GIVEN INSTRUCTION 1: In the page excerpt, swap "biblical interpretation" for "scripture study" and write out the passage starting at "Uniquely organized by" and ending at "and public actions.".
GIVEN INSTRUCTION 2:
Answer these questions from the page excerpt:
(a) The Essential Writings of Christian Mysticism is organized by what rather than by author?
(b) Besides his Introduction, what three things does Bernard McGinn provide?
(c) The reviewer's required reading is for what kind of certification?

PAGE EXCERPT:
|---|
Uniquely organized by subject rather than by author, The Essential Writings of Christian Mysticism explores how human life is transformed through the search for direct contact with God. Part one examines the preparation for encountering God through biblical interpretation and prayer; the second part focuses on the mystics’ actual encounters with God; and part three addresses the implications of the mystical life, showing how mystics have been received over time, and how they practice their faith through private contemplation and public actions.
In addition to his illuminating Introduction, Bernard McGinn provides accessible headnotes for each section, as well as numerous biographical sketches and a selected bibliography.”
Micro Review: Of all the required reading for my spiritual direction certification, the mystics challenge me the most. Their ardor and affection for the triune God reveals layers of 21st-century cynicism that cloud my ability to adore God. For example this stunning exclamation from St. John of the Cross
“O sweet burn!
|---|
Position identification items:
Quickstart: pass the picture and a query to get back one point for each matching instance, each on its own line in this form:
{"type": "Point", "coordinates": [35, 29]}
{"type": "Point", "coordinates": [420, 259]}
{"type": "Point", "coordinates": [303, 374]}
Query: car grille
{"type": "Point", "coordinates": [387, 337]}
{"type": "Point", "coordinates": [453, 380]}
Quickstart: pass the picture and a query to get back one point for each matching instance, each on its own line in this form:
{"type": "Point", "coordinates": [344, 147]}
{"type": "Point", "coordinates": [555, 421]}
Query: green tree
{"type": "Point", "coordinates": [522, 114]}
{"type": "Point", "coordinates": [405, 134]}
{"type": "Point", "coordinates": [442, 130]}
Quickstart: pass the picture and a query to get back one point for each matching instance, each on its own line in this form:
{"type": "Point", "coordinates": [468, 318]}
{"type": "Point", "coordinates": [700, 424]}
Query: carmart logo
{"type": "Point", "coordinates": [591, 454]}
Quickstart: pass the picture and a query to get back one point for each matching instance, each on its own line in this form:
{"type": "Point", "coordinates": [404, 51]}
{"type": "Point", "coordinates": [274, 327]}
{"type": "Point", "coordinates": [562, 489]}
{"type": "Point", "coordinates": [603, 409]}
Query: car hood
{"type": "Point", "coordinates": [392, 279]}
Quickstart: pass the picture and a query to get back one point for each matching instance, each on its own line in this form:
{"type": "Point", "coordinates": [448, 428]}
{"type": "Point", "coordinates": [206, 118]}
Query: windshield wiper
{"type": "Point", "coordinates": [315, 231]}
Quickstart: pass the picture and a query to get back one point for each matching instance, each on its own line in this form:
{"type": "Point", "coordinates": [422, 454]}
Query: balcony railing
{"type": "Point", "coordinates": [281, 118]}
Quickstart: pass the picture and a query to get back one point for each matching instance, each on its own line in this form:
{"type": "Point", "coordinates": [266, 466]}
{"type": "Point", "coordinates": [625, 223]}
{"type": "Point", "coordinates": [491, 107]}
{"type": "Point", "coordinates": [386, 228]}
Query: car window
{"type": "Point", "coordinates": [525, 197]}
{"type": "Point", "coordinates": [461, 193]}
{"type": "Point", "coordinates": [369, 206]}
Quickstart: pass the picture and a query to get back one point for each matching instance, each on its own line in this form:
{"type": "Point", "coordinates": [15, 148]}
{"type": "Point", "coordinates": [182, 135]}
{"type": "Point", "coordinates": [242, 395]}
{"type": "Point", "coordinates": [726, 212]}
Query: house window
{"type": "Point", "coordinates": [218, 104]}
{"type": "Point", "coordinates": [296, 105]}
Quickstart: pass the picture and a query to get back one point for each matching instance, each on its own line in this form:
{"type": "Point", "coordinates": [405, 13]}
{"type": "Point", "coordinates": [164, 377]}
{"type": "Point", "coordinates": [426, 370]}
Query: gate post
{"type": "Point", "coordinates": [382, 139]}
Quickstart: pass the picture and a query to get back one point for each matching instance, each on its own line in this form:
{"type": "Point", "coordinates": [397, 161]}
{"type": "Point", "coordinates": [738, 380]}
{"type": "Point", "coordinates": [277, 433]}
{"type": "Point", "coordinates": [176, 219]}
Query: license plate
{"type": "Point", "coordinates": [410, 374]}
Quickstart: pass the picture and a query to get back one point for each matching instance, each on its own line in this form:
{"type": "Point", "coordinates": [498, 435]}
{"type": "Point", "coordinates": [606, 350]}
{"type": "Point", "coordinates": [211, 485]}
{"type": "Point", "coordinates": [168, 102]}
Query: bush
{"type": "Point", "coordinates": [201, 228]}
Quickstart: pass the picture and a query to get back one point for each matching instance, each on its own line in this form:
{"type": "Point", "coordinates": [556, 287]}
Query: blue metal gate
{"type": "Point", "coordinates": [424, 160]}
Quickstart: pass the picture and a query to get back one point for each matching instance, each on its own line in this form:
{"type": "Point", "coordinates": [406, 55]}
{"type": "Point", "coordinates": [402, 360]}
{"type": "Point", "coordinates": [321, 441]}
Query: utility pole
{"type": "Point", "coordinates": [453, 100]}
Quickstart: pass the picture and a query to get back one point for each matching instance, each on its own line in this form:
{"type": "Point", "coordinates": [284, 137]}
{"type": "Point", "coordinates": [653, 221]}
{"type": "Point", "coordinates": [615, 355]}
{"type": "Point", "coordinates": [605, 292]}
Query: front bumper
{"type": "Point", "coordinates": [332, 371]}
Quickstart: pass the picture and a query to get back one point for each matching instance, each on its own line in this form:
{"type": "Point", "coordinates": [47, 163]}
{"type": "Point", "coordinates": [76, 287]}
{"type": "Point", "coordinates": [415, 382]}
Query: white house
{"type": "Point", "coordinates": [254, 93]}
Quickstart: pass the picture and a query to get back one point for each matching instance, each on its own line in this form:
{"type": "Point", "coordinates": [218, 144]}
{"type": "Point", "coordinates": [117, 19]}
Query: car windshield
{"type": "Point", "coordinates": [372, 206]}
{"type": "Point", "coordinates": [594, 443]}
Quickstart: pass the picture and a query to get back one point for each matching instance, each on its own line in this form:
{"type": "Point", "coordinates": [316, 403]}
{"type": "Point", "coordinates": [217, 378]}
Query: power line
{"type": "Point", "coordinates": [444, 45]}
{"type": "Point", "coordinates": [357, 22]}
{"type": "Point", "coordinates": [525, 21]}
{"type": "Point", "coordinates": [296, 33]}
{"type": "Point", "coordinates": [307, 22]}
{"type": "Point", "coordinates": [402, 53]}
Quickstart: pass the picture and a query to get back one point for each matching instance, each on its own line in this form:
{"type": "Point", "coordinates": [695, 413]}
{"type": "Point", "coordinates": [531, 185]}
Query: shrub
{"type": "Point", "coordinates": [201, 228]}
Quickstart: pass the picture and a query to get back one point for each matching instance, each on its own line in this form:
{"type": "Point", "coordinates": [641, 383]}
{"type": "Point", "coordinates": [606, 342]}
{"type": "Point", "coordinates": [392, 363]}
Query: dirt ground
|---|
OUTPUT 1:
Uniquely organized by subject rather than by author, The Essential Writings of Christian Mysticism explores how human life is transformed through the search for direct contact with God. Part one examines the preparation for encountering God through scripture study and prayer; the second part focuses on the mystics’ actual encounters with God; and part three addresses the implications of the mystical life, showing how mystics have been received over time, and how they practice their faith through private contemplation and public actions.

OUTPUT 2:
(a) By subject.
(b) Accessible headnotes for each section, numerous biographical sketches and a selected bibliography.
(c) Spiritual direction certification.